§ DATA SHOWN
· · ·

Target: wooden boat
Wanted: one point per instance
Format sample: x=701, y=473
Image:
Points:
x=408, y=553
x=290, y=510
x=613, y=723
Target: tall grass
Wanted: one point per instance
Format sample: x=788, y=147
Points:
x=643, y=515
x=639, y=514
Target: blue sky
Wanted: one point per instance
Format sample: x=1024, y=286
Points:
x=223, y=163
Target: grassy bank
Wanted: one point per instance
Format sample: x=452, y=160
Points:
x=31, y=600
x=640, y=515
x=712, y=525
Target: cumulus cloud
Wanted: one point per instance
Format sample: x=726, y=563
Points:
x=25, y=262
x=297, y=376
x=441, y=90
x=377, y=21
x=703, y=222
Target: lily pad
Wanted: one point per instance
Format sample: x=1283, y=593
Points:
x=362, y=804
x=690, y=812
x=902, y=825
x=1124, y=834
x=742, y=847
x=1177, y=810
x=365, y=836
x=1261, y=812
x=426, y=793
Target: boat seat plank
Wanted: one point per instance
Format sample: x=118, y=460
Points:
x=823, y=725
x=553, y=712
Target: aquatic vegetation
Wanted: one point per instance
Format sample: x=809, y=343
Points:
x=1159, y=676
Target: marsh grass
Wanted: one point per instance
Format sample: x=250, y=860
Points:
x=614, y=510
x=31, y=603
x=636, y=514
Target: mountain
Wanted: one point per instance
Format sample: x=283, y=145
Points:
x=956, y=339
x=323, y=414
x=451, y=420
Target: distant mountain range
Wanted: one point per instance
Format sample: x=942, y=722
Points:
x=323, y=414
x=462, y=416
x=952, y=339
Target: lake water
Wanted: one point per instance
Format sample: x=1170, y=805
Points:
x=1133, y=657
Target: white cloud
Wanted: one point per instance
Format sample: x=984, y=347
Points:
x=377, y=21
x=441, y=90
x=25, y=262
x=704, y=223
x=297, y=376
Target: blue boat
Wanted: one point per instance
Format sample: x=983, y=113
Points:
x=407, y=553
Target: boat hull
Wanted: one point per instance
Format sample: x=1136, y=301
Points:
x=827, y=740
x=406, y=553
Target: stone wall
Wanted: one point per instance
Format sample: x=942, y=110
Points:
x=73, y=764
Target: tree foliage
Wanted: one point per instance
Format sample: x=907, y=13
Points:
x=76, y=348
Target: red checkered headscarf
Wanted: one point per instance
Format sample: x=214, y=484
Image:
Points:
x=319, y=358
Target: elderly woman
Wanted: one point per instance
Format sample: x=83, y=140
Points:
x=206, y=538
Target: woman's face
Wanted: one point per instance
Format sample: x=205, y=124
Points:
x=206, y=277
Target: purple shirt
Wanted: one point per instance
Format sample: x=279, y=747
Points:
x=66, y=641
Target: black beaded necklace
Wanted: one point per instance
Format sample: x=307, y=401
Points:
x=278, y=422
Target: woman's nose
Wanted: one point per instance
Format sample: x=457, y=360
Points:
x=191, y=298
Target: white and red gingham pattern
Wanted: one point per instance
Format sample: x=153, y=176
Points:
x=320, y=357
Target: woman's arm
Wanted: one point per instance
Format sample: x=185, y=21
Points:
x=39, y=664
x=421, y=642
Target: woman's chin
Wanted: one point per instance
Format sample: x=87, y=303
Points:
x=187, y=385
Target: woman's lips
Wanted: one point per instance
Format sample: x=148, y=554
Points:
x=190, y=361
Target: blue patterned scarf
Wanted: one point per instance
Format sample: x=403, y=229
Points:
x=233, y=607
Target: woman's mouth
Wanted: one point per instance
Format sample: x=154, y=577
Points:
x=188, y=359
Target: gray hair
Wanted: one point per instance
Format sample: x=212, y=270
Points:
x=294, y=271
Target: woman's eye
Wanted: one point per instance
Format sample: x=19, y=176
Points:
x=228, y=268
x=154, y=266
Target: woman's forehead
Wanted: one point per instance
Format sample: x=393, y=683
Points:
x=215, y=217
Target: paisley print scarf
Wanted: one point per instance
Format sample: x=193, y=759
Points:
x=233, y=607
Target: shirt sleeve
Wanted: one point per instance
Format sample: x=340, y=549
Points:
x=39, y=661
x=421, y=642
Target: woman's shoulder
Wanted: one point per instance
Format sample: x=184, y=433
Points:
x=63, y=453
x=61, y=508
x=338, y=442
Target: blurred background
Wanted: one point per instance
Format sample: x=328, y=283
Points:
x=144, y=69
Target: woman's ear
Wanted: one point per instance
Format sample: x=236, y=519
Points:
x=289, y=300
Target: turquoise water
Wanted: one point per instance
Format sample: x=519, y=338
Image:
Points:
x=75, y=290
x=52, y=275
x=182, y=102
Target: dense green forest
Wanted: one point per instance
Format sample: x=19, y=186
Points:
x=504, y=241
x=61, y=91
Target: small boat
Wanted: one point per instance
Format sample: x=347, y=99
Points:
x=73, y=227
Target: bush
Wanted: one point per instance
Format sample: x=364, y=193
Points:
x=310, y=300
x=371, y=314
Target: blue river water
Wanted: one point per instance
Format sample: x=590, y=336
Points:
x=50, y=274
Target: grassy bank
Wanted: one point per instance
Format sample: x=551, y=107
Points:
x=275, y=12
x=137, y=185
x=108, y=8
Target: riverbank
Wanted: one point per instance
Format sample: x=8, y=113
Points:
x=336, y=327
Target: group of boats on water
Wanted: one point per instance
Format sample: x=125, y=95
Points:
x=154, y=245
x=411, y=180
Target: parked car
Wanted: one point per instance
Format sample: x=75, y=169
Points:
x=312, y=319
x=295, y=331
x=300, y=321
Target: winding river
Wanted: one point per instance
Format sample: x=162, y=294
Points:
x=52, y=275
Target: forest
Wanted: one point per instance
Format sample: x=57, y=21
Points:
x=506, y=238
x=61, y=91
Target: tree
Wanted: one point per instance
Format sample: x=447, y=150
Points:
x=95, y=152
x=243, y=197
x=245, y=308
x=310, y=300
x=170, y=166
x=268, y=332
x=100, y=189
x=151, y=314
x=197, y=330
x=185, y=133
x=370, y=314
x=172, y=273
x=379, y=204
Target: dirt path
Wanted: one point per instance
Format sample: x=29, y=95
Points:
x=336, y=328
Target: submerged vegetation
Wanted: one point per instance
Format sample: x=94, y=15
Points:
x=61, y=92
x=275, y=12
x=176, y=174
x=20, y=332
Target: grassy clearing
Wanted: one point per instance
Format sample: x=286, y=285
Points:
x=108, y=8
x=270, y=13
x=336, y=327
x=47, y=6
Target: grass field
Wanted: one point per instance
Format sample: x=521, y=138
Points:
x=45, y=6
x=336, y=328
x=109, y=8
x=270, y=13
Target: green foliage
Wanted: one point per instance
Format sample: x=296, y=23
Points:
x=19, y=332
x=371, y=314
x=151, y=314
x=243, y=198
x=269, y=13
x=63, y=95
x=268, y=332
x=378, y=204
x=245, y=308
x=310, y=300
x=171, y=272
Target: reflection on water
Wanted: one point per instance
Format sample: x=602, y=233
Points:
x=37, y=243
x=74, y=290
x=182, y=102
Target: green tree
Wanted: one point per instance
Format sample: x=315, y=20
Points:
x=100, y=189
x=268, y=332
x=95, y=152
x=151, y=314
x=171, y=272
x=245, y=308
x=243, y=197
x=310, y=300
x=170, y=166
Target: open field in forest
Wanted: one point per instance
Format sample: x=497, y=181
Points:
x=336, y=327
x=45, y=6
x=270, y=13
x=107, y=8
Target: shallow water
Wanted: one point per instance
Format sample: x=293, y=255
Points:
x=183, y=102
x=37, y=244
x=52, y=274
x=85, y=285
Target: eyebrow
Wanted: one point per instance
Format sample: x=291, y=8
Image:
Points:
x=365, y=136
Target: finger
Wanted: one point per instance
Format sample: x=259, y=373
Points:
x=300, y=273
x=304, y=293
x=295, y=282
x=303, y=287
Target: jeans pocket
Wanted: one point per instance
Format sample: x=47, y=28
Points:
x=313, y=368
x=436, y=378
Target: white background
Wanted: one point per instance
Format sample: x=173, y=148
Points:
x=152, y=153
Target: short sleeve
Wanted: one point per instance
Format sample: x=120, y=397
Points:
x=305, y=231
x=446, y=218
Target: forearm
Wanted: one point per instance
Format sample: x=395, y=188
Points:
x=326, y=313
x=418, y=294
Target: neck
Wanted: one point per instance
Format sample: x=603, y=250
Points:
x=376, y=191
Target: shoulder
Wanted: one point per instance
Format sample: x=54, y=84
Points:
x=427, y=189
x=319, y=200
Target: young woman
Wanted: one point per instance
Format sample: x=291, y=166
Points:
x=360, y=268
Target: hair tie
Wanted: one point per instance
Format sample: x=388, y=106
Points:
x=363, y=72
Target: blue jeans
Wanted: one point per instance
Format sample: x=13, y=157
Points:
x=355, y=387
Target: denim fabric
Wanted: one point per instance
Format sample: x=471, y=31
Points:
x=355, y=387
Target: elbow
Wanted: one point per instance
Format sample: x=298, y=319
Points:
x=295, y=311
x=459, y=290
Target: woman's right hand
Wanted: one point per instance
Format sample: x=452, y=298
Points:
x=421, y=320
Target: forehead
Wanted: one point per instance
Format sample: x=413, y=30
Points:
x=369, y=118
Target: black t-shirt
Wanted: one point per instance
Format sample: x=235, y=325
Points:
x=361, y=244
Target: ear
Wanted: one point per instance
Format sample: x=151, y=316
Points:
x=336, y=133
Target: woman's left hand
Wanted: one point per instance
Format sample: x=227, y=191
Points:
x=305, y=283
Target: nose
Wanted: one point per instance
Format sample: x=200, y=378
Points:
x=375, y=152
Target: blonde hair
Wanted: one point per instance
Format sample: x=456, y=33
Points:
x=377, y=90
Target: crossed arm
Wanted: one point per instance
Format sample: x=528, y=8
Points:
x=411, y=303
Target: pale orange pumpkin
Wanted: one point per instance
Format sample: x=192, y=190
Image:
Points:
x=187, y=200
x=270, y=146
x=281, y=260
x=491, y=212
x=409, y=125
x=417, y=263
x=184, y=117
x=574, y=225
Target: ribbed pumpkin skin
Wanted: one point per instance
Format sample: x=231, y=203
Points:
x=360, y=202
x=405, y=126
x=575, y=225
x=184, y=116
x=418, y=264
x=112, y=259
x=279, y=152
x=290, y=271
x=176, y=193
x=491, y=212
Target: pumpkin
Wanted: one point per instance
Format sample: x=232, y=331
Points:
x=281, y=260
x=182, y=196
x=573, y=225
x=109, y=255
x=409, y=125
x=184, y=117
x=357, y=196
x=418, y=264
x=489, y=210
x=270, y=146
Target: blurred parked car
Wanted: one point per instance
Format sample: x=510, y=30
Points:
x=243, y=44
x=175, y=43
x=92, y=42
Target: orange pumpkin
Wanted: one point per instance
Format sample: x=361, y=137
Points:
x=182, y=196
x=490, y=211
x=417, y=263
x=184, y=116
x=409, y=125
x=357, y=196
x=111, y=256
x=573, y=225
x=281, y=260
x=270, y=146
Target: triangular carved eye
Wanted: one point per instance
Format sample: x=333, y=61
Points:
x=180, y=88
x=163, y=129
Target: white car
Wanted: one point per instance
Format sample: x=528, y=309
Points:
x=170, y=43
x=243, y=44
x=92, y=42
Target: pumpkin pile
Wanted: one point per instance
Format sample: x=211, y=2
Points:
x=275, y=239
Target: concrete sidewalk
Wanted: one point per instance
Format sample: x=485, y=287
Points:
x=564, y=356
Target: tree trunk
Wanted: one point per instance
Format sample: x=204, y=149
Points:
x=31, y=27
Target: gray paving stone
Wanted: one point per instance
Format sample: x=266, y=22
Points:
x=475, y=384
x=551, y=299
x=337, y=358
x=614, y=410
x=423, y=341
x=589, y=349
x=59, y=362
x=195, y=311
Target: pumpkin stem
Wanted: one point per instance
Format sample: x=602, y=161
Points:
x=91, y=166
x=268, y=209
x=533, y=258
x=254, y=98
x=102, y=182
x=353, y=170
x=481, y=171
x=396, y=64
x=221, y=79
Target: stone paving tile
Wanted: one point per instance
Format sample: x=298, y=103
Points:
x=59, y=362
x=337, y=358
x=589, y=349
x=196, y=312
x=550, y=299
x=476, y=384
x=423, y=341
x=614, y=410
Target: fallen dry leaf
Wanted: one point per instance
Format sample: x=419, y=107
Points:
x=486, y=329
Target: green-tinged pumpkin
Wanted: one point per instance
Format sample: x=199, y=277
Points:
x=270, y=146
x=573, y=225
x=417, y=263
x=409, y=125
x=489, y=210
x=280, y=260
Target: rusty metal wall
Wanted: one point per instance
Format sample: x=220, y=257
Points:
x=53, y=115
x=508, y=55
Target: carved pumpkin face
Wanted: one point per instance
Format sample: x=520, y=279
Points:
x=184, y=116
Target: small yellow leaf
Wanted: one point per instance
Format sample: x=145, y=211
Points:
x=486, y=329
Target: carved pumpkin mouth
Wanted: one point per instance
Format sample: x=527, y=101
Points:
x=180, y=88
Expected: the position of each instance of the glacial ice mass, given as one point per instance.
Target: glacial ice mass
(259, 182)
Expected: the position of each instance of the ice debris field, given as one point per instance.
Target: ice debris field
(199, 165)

· · ·

§ STATED PROBLEM
Please turn the lines of the items from the line with "Target: shoulder" up to and including the line with "x=360, y=268" into a Markdown table with the columns Row and Entry, one line per row and blank lines omitted.

§ COMPLETED TASK
| Row | Entry |
|---|---|
| 1 | Target: shoulder |
| 2 | Wanted: one point per instance |
| 3 | Format sample: x=54, y=84 |
| 4 | Points: |
| 5 | x=427, y=189 |
| 6 | x=319, y=200 |
| 7 | Target: young woman |
| 8 | Wanted: one point per instance |
| 9 | Format sample: x=291, y=166 |
| 10 | Points: |
| 11 | x=360, y=268 |